Written problem ▸
In the passage on the history of refugees below, repeat the text from "We are beginning" to "for more information.", swapping "persecution" for "oppression".

This blog post provides a very brief summary of the history of refugees between ancient times and the early 20th Century. It includes some examples of individual asylum seekers and of larger refugee crises.
We are beginning as far back as ancient times to emphasise that throughout history there has always been the need for safe places that people fleeing war, persecution and natural disaster can seek refuge. Our ‘What do religions teach about refugees?’ blog post from April shows that widely read texts mentioning these themes have existed for many centuries. We would recommend taking a look at this for more information.
Despite refugees having existed for hundreds of years prior to the medieval period, this was the first time that the right to seek asylum became codified in law. One example of this is King Æthelberht of Kent decreeing in the 7th Century that a person could not be arrested within a church. This idea of seeking sanctuary within a church was particularly utilised during the 15th Century Wars of the Roses, a series of civil wars fought over control of the English throne. During these, Edward IV’s wife, Elizabeth Woodville, sought refuge in Westminster Abbey on two occasions, and the leaders of the Stafford and Lovell rebellion against Henry VII claimed sanctuary at Colchester Abbey. (Wagner & Schmid, p. 271)

Supplied records ▸
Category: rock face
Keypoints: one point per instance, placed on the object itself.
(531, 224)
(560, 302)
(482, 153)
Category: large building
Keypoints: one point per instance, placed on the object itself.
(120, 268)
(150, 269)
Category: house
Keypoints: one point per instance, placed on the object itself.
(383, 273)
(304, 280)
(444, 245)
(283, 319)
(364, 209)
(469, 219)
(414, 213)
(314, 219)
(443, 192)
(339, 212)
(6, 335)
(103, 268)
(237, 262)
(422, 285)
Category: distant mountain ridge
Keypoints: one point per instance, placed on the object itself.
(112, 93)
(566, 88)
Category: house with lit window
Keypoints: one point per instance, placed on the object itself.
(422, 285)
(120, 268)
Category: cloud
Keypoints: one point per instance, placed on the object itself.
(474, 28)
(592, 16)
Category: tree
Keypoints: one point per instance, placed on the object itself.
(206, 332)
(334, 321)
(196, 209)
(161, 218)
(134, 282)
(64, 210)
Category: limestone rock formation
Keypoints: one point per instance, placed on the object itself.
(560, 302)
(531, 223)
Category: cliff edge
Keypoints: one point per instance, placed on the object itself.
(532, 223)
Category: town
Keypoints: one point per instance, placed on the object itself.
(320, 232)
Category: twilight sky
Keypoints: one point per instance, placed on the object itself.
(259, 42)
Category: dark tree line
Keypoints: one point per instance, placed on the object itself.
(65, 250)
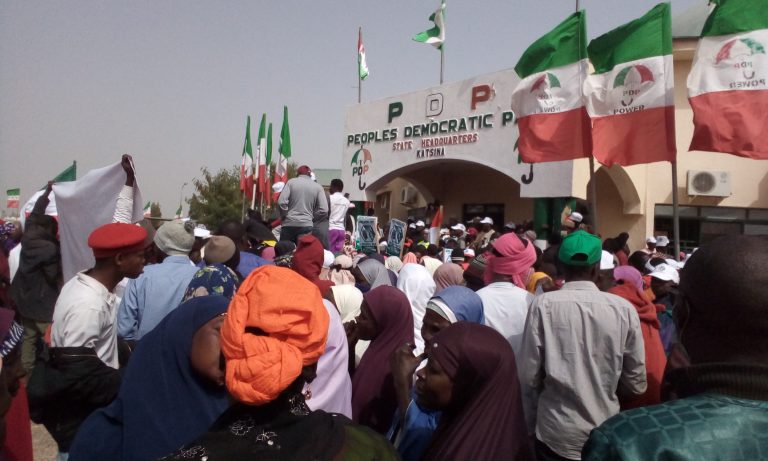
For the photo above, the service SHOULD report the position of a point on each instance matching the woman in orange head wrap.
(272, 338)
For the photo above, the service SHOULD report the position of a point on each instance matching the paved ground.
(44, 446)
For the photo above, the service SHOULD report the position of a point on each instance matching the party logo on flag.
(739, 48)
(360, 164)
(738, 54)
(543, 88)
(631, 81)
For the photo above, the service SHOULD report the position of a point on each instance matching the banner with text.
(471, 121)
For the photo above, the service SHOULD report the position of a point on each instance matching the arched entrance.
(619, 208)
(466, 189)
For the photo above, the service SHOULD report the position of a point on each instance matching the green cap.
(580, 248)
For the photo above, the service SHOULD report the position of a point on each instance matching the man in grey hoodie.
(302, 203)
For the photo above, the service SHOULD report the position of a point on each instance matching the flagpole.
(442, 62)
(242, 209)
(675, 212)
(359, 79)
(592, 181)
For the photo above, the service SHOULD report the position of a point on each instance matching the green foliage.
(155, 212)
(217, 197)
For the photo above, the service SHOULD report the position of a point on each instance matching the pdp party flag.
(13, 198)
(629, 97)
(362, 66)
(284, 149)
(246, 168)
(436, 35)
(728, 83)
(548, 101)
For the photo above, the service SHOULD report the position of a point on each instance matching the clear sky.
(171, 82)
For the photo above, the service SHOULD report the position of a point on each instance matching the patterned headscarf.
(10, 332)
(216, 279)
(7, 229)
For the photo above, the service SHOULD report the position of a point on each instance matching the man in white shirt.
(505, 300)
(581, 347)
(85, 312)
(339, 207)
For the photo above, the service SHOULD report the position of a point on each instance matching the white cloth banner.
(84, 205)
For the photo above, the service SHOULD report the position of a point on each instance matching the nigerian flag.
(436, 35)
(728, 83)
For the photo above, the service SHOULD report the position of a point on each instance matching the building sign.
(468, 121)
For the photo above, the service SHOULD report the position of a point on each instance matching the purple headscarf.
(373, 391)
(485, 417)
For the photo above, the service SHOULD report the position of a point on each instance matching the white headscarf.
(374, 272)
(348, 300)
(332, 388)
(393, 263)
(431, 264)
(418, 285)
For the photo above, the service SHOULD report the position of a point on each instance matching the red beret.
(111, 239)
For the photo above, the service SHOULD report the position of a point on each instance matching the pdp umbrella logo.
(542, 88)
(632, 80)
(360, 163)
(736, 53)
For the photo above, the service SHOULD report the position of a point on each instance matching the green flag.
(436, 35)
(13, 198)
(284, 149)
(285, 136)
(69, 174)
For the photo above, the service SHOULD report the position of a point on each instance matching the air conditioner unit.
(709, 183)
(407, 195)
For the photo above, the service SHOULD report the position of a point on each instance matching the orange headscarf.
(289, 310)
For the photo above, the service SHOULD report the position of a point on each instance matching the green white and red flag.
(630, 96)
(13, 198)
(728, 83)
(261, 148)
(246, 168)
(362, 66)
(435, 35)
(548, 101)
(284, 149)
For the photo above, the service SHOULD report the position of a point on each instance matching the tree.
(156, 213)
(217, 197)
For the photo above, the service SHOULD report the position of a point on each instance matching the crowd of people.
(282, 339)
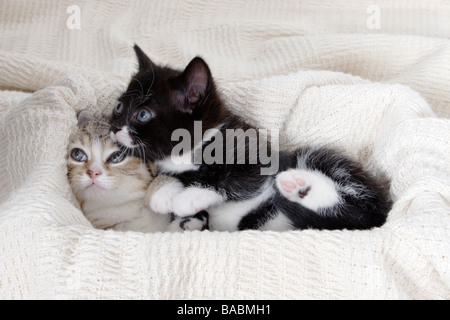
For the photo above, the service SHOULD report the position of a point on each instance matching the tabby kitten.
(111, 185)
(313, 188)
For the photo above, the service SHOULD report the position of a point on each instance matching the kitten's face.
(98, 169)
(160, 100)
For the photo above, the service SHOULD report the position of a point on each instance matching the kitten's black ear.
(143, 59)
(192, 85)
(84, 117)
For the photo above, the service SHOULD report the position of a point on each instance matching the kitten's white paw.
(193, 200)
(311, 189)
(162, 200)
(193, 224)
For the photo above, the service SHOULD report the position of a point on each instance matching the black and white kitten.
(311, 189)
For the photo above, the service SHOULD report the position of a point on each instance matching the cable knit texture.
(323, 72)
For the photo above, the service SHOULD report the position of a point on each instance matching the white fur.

Written response ▸
We are beginning as far back as ancient times to emphasise that throughout history there has always been the need for safe places that people fleeing war, oppression and natural disaster can seek refuge. Our ‘What do religions teach about refugees?’ blog post from April shows that widely read texts mentioning these themes have existed for many centuries. We would recommend taking a look at this for more information.